TASK GOAL
Without skipping anything, print all of the data exactly.
DATA EXTRACTS section start
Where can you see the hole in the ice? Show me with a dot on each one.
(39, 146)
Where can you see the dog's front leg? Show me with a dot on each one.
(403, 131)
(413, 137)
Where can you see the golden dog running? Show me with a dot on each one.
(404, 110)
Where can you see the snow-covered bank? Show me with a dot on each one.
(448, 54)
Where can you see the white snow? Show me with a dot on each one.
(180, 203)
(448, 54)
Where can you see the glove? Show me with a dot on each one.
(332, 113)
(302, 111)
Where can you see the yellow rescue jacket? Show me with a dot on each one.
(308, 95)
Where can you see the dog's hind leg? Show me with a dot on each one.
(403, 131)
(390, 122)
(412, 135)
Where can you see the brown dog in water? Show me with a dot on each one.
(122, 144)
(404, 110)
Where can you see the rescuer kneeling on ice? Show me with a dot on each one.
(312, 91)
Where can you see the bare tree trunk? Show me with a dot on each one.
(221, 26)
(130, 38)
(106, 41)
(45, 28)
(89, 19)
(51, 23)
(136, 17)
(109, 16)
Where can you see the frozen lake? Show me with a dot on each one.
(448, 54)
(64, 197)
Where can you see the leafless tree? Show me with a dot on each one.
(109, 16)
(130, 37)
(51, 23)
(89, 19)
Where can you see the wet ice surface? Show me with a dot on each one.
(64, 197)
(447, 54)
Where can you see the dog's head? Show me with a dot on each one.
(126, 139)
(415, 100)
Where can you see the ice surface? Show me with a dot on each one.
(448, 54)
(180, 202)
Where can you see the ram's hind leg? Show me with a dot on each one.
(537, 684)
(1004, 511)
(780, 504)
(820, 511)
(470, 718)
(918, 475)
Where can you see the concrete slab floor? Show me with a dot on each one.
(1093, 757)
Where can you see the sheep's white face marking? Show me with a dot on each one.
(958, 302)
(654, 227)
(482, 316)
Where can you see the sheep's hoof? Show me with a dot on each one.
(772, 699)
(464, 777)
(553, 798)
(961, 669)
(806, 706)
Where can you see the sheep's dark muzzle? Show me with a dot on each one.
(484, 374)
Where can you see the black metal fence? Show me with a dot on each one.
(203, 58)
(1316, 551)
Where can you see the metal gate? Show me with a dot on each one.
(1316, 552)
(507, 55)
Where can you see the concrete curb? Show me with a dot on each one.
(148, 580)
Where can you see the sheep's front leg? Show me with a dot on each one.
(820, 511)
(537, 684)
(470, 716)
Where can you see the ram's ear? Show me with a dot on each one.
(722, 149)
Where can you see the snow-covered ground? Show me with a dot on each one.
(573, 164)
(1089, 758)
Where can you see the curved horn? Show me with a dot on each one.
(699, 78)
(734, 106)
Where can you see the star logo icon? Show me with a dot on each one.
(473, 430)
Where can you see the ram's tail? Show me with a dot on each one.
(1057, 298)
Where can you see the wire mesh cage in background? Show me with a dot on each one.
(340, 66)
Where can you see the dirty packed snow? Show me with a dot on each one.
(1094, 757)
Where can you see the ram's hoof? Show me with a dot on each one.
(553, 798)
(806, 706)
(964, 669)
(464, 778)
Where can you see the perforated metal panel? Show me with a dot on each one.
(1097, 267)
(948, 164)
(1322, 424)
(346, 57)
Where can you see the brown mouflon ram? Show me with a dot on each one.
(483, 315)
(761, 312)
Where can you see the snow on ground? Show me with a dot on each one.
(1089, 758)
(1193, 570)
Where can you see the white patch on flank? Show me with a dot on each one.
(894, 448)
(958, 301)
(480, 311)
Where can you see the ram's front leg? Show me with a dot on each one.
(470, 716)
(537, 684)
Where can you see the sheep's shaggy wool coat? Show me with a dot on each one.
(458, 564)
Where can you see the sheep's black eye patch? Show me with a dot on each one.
DATA EXTRACTS section end
FINAL ANSWER
Where can you see the hole in the ice? Show me with a dot on each one.
(39, 146)
Where can you see the dog's front leg? Show me with a dot on each one.
(403, 131)
(413, 137)
Where can you see the golden dog running? Show me with a dot on each one.
(404, 110)
Where can you see the snow-covered bank? Show me with a dot on each one.
(448, 54)
Where can you see the white snow? Show me with a dot on each one.
(180, 203)
(448, 54)
Where can you see the glove? Show me with a dot on each one.
(332, 113)
(302, 111)
Where can you see the yellow rescue jacket? Show me with a dot on each one.
(308, 95)
Where can you see the dog's hind leg? Show me with a dot on each one.
(403, 131)
(390, 122)
(412, 135)
Where can you see the brown dog in water? Show me with a dot on each one.
(122, 144)
(404, 110)
Where can you see the rescuer kneeling on ice? Show me with a dot on each one.
(312, 91)
Where can you see the bare tree trunk? Show me with a dot on each one.
(221, 26)
(130, 38)
(106, 41)
(45, 28)
(89, 19)
(51, 23)
(136, 17)
(109, 16)
Where can you see the frozen lake? Show me with a dot on each one.
(448, 54)
(64, 197)
Where can you see the leafless tree? Show me with a dot on each one.
(109, 16)
(130, 37)
(51, 23)
(89, 19)
Where can you see the wet ice surface? Show me with a dot on each one.
(64, 197)
(447, 54)
Where can you see the dog's head? Show me with a dot on each one.
(126, 139)
(415, 100)
Where can you see the ice surface? Show me with a dot on each one.
(448, 54)
(180, 202)
Where can you see the ram's hind leg? Show me with a dot on each one.
(537, 684)
(1004, 511)
(780, 504)
(820, 511)
(470, 718)
(918, 475)
Where can you see the concrete slab floor? Show me with a dot on each one.
(1093, 757)
Where can you see the sheep's white face marking? Show me with a dot on each one.
(958, 302)
(654, 227)
(482, 316)
Where can you see the sheep's hoof? Show me with a dot on each one.
(772, 699)
(464, 777)
(553, 798)
(961, 669)
(806, 706)
Where can you see the sheep's dark muzzle? Show me with a dot on each one.
(484, 374)
Where can you see the black metal fence? Show me with a dot on each one.
(203, 58)
(1316, 551)
Where can you see the metal gate? Show me with a dot on each one.
(1316, 552)
(507, 55)
Where can you see the concrete curb? Show me with a dot on each one.
(148, 580)
Where can you see the sheep's front leg? Show me with a dot on each one.
(820, 511)
(537, 684)
(470, 716)
Where can you see the ram's ear? Show me with a dot on each one.
(722, 149)
Where can you see the snow-covered ground? Show me with a dot on each one.
(573, 164)
(1089, 758)
Where can you see the curved horn? Show me with a dot on each one.
(699, 78)
(734, 106)
Where can you see the star logo icon? Show me with a dot on each one.
(473, 430)
Where can you see the ram's tail? Show me with a dot on each one.
(1057, 298)
Where can you see the wire mesh cage in background? Show me with a dot on each one.
(340, 66)
Where can you see the dirty packed snow? Show me with a dot on each one.
(1094, 757)
Where can you see the ram's hoof? Show me with a dot on each one.
(553, 798)
(806, 706)
(964, 669)
(464, 778)
Where can you see the perforated metal panel? Show me with a dot on each one.
(1097, 267)
(948, 164)
(1322, 424)
(346, 57)
Where can you see the brown mouflon ram? Show me with a dot on each one.
(483, 315)
(761, 312)
Where can you see the snow on ground? Show me with a dot on each one.
(1089, 758)
(1193, 570)
Where can you see the white patch on flank? Show me with a dot on each one.
(894, 448)
(958, 301)
(480, 311)
Where can you see the ram's front leg? Show me with a dot on each one.
(470, 716)
(537, 684)
Where can you see the sheep's shaggy wool coat? Show me with a dot on each one.
(458, 564)
Where can you see the sheep's black eye patch? Show me with a dot on each one.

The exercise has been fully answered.